Continue the article below on making Singapore a child-friendly city, starting right after its last paragraph.

***** Quoted passage

Tuesday, July 20, 2010

Want a liveable city? Make it child-friendly first

Refer to the article below about how living in Singapore can be improved.

Singapore not as perfect as it seems, according to urban planning expert

By Tan Hui Yee

SINGAPORE is often cited as one of the world's more liveable cities, but a stroll through Kampong Glam, Little India, Tanjong Pagar and other downtown areas led one visiting expert to a more muted conclusion.

Yes, there is much the Republic is doing right, much the rest of the world can envy, but the country is falling down in one key area - it is not thinking small enough.

Child-sized, to be precise, because cities must first be liveable for kids before they can be liveable for all, according to urban planning consultant Suzanne Crowhurst Lennard, who was in town recently for the World Cities Summit.

And while Singapore is clearly streets ahead in terms of its crime rate, the walks around town she undertook over four days showed up other problems.

She found that traffic in downtown Singapore is a tad too heavy and street- level crossings inadequate for children to wander around on their own.

In her view, a city needs to facilitate such independent access for children if it wants to be truly liveable.

Child-friendly cities thrive because everyone needs fundamentally the same things, like an accessible environment and rich social life. By focusing on meeting the needs of children - one of the most vulnerable and physically weakest groups in the community - the city can get its basics right.

But that does not mean ever more kiddie rides, cartoon murals or playgrounds.

'The ideal play area for children is the city itself,' says Dr Crowhurst Lennard, 65, the founder of the International Making Cities Liveable Council, which is based in Portland, Oregon.

Generally, it is a bad idea to relegate children to just children's facilities because they learn best when able to freely mingle with and observe adults in an everyday setting. And catering to children is not that hard.

'On a simple level, it is a matter of walkability. Children have to be able to get around safely on their own as early as possible and explore their environment.

'That means it has to be safe not only from traffic, but also a good socially safe environment where there are familiar adults along the way who recognise them and speak to them - people of different ages,' she said.

**********
***** Recorded data

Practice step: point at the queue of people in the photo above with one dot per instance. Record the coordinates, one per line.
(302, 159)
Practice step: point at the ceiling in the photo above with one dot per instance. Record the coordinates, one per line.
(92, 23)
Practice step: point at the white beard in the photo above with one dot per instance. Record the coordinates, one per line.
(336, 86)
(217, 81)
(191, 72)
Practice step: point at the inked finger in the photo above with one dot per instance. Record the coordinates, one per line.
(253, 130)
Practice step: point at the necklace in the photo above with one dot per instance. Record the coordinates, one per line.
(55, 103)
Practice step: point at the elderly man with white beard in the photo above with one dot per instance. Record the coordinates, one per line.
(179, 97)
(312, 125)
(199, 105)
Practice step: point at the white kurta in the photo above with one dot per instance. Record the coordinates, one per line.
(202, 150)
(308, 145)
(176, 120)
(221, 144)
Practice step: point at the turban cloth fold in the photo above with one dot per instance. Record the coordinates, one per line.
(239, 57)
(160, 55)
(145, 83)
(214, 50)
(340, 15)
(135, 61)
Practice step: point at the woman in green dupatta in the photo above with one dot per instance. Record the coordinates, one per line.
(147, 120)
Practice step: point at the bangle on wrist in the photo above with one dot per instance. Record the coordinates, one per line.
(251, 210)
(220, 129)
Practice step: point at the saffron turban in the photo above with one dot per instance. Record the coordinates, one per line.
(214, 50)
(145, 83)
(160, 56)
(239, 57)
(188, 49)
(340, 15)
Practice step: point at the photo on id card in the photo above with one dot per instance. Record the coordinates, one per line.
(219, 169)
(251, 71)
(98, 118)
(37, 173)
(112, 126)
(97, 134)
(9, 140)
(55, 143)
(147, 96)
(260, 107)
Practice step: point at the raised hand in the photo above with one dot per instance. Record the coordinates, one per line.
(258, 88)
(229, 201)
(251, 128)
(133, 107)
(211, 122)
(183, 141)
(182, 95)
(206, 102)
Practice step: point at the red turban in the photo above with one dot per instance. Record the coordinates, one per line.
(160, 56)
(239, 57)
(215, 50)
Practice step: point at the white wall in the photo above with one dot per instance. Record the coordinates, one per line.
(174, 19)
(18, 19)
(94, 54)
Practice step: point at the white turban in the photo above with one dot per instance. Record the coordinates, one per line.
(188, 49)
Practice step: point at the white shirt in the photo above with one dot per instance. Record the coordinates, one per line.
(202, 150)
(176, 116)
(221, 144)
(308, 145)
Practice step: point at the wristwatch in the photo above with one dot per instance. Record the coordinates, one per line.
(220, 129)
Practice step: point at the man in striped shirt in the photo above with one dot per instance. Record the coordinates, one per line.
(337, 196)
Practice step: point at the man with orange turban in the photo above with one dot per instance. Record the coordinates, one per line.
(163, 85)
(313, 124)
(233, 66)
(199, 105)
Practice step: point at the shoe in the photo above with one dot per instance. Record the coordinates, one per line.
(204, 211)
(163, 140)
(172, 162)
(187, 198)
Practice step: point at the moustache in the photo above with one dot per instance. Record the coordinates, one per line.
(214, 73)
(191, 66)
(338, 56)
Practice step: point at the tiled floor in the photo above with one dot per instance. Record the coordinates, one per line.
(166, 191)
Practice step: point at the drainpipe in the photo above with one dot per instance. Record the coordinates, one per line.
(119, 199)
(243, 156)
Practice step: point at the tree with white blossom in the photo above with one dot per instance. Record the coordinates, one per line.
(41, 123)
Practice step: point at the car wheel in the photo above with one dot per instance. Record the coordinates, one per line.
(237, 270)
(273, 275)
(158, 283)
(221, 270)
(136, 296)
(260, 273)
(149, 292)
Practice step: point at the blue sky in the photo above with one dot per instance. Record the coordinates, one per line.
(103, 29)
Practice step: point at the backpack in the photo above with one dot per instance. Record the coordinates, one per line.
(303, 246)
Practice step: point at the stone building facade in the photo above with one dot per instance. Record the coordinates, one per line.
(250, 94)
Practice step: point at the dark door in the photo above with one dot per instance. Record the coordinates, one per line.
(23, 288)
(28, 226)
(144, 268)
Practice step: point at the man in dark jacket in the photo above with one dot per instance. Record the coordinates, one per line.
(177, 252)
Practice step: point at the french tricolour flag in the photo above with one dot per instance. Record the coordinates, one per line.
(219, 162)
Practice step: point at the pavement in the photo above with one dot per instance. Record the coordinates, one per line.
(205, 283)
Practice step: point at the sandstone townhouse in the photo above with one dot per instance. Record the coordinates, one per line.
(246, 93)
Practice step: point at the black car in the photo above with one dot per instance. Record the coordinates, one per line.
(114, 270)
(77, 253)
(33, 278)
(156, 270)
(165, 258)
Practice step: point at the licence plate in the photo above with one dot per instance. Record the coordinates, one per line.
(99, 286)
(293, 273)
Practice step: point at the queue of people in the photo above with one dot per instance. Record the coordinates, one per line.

**********

Written response:
So, buildings, roads, parks and street furniture should be designed to inspire imagination, invite exploration and serve multiple uses.

For example, steps should be comfortable enough to invite seating, walls should be low enough to be 'climbed on, sat on, or walked along', and window ledges and planter ledges should be broad enough to double as seats. Meanwhile, public art should welcome children instead of being plastered with 'no climbing' or 'no touching' signs.

'All kinds of public art should be meaningful and understandable to children. They should tell children about the history and traditions of the city. And they should be able to be played on.'

She cites, as a good example, the bronze sculptures of The River Merchants by local artist Aw Tee Hong, which details the lives of traders by the Singapore River when the island was under colonial rule. Passers-by continually stop to touch the sculptures and clamber on to pose for photographs.

And our bright shiny malls, centre of much of Singapore life? They get a firm thumbs down.

Malls are increasingly becoming meeting spots and teenage hang-outs as they are being planned around transport nodes, but Dr Crowhurst Lennard says they are 'not ideal' as a public space given the restrictions on what can occur there.

Instead, an open, flexible public space does better at engaging young minds.

'It can be used as a market in the morning, for festivals in afternoon and on a quiet (evening), just for sitting out and relating to people...It can be used for a school performance or some kind of local community festival.'

She thinks child-friendly environments make everybody's lives - especially older folk - easier. This is because they have 'very similar needs to children' - like being within walking distance to cafes, shops and libraries or other social nodes where they can interact with people as their social circle shrinks with age.

Yet, the quality of social life is all too often overlooked by city planners too engrossed with the hardware of their cities. 'Liveability' is regularly confused with 'standard of living', she says.

The latter refers to better health care, educational standards and a more comfortable environment that comes with higher incomes.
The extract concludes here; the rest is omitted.